··· Input for this task

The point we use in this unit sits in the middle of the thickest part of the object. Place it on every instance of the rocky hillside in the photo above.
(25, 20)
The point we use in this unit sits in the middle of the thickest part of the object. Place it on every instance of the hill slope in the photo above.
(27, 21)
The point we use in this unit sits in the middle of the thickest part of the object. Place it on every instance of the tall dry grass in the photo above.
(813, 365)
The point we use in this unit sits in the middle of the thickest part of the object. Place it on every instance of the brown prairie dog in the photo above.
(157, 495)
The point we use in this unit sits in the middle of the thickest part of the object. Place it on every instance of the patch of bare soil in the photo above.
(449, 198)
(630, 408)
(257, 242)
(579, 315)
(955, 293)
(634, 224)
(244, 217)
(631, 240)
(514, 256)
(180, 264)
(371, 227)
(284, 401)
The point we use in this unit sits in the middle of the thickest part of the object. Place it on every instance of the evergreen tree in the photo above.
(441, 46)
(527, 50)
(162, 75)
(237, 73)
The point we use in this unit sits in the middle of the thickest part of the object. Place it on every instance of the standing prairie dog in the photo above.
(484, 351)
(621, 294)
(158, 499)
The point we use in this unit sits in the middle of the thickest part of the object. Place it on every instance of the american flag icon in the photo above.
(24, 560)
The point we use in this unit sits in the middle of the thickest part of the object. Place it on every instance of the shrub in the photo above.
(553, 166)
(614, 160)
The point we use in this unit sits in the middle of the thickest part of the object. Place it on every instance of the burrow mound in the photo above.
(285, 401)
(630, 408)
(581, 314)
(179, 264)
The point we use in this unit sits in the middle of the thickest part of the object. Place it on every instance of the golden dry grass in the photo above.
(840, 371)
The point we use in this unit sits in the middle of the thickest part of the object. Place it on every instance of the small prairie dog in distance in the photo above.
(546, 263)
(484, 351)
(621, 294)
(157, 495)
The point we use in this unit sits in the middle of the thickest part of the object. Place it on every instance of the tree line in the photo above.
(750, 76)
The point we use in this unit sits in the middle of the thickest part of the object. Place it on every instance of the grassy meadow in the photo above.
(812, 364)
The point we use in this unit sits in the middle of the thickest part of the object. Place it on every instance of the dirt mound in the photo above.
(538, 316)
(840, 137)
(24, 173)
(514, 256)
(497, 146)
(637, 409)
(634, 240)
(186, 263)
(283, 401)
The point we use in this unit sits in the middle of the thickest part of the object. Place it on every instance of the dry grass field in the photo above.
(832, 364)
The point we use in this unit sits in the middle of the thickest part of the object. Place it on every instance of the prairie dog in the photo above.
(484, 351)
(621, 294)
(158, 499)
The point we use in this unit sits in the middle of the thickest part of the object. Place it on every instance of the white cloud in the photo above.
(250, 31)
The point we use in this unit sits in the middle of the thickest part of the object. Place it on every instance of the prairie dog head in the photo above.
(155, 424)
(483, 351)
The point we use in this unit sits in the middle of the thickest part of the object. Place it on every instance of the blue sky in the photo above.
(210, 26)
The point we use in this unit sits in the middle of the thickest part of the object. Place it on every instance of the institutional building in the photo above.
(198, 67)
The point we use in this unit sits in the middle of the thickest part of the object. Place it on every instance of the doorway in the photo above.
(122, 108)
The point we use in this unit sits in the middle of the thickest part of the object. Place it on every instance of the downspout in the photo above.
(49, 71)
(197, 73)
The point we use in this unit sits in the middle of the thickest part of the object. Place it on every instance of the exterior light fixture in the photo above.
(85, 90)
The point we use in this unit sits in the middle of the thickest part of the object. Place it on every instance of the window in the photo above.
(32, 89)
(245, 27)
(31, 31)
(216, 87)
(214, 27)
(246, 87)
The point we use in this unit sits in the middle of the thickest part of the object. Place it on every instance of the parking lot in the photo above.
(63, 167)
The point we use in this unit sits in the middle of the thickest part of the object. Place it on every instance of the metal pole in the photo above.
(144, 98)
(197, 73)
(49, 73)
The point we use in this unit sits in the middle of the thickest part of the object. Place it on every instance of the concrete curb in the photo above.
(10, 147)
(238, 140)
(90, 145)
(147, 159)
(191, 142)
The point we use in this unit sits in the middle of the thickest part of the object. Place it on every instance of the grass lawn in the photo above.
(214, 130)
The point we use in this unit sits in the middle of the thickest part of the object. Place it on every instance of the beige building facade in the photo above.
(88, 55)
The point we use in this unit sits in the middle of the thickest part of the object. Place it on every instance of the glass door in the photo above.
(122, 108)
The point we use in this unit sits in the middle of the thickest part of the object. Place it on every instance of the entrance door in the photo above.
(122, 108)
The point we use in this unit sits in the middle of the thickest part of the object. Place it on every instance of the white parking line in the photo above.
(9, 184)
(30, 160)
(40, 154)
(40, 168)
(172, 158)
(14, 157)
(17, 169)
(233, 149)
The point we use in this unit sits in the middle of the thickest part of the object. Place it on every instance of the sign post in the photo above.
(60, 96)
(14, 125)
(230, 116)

······

* **Your task**:
Nothing is to be altered; retype each entry exactly.

* **Problem solution**:
The point we use in this unit sits in the middle of the thickest part of the object. Place it on every instance of the rocky hillside in the photo above.
(25, 20)
The point we use in this unit sits in the middle of the thickest part of the object. Place it on every instance of the hill slope in the photo above.
(27, 21)
The point we use in this unit sits in the middle of the thickest part of the object. Place it on every instance of the tall dry grass in the photo above.
(813, 365)
The point we use in this unit sits in the middle of the thickest part of the object. Place it on every instance of the brown prairie dog in the photo above.
(157, 495)
The point we use in this unit sits in the middle of the thickest part of the object. Place it on every instance of the patch of bare soil in the photo above.
(449, 198)
(630, 408)
(257, 242)
(579, 315)
(955, 293)
(634, 224)
(244, 217)
(631, 240)
(514, 256)
(180, 264)
(371, 227)
(284, 401)
The point we use in this unit sits in the middle of the thickest part of the object. Place it on every instance of the evergreen tree in the photo above.
(441, 46)
(527, 50)
(162, 75)
(237, 73)
The point we use in this unit sits in the middle of the thickest part of the object. Place it on every instance of the standing prairie dog in the photo above.
(484, 351)
(621, 294)
(158, 499)
The point we use in this unit sits in the middle of the thickest part of the object. Place it on every instance of the american flag icon in the photo above.
(24, 560)
The point we use in this unit sits in the middle of the thickest part of the object. Place it on every instance of the shrub in the photo above.
(553, 166)
(614, 160)
The point we use in this unit sits in the middle of the thickest part of the object. Place it on every instance of the burrow mound in the photo above.
(285, 401)
(630, 408)
(581, 314)
(179, 264)
The point we use in this unit sits in the middle of the thickest part of the object. Place it on every instance of the golden dry grass in the photo above.
(840, 371)
The point we use in this unit sits in the middle of the thickest part of the object. Place it on every instance of the small prairie dog in distance in the photo above.
(546, 263)
(484, 351)
(621, 294)
(157, 495)
The point we use in this unit sits in the middle of the thickest part of the object. Place it on every instance of the tree line in the photo above.
(750, 76)
The point we use in this unit sits in the middle of the thickest part of the object. Place it on every instance of the grassy meadow in the photo above.
(812, 364)
The point we use in this unit sits in the middle of the thickest part of the object. Place it on every instance of the dirt mound in the photo above.
(538, 316)
(840, 137)
(24, 173)
(514, 256)
(497, 146)
(637, 409)
(634, 240)
(186, 263)
(283, 401)
The point we use in this unit sits in the middle of the thickest part of the object. Place it on every instance of the dry grass field in the photo above.
(832, 364)
The point we use in this unit sits in the middle of the thickest part of the object. Place it on every instance of the prairie dog in the photo above.
(484, 351)
(621, 294)
(158, 499)
The point we use in this unit sits in the middle of the thickest part of the object. Place it on every instance of the white cloud in the photo above.
(250, 31)
The point we use in this unit sits in the middle of the thickest part of the object. Place it on every instance of the prairie dog head in the photo above.
(155, 424)
(483, 351)
The point we use in this unit sits in the middle of the thickest part of the object. Place it on every instance of the blue sky in the photo above.
(210, 26)
The point we use in this unit sits in the middle of the thickest part of the object. Place it on every instance of the institutional building in the photo above.
(198, 67)
The point we use in this unit sits in the middle of the thickest part of the object. Place it on every instance of the doorway in the photo above.
(122, 108)
The point we use in this unit sits in the middle of the thickest part of the object. Place it on every instance of the downspout in the photo above.
(49, 71)
(197, 73)
The point we use in this unit sits in the middle of the thickest part of the object. Place it on every instance of the exterior light fixture in the photo above.
(85, 90)
The point we use in this unit sits in the middle of the thickest part of the object. Place it on every instance of the window in the photo above.
(32, 89)
(245, 27)
(31, 31)
(216, 87)
(214, 27)
(246, 87)
The point we use in this unit sits in the middle of the thickest part of the object. Place it on every instance of the parking lot in the photo above.
(63, 167)
The point we use in this unit sits in the middle of the thickest part of the object. Place it on every instance of the metal pole in the photo above.
(144, 98)
(197, 73)
(49, 73)
The point we use in this unit sits in the middle of the thickest part of the object. Place it on every instance of the concrete curb in the photo above.
(10, 147)
(238, 140)
(90, 145)
(147, 159)
(191, 142)
The point we use in this unit sits in the middle of the thickest part of the object. Place it on every instance of the grass lawn in the photo above.
(214, 130)
The point we use in this unit sits in the middle of the thickest part of the object. Place it on every instance of the beige building facade in the photo above.
(88, 55)
The point we use in this unit sits in the middle of the thickest part of the object. Place it on every instance of the glass door in the photo above.
(122, 108)
The point we use in this unit sits in the middle of the thickest part of the object. Place it on every instance of the entrance door in the photo above.
(122, 108)
The point we use in this unit sits in the middle of the thickest part of the object. Place it on every instance of the white parking line in the photo above.
(9, 184)
(30, 160)
(40, 154)
(40, 168)
(172, 158)
(14, 157)
(17, 169)
(233, 149)
The point we use in this unit sits in the middle of the thickest part of the object. Place it on every instance of the sign post in the photo above.
(60, 96)
(14, 125)
(230, 116)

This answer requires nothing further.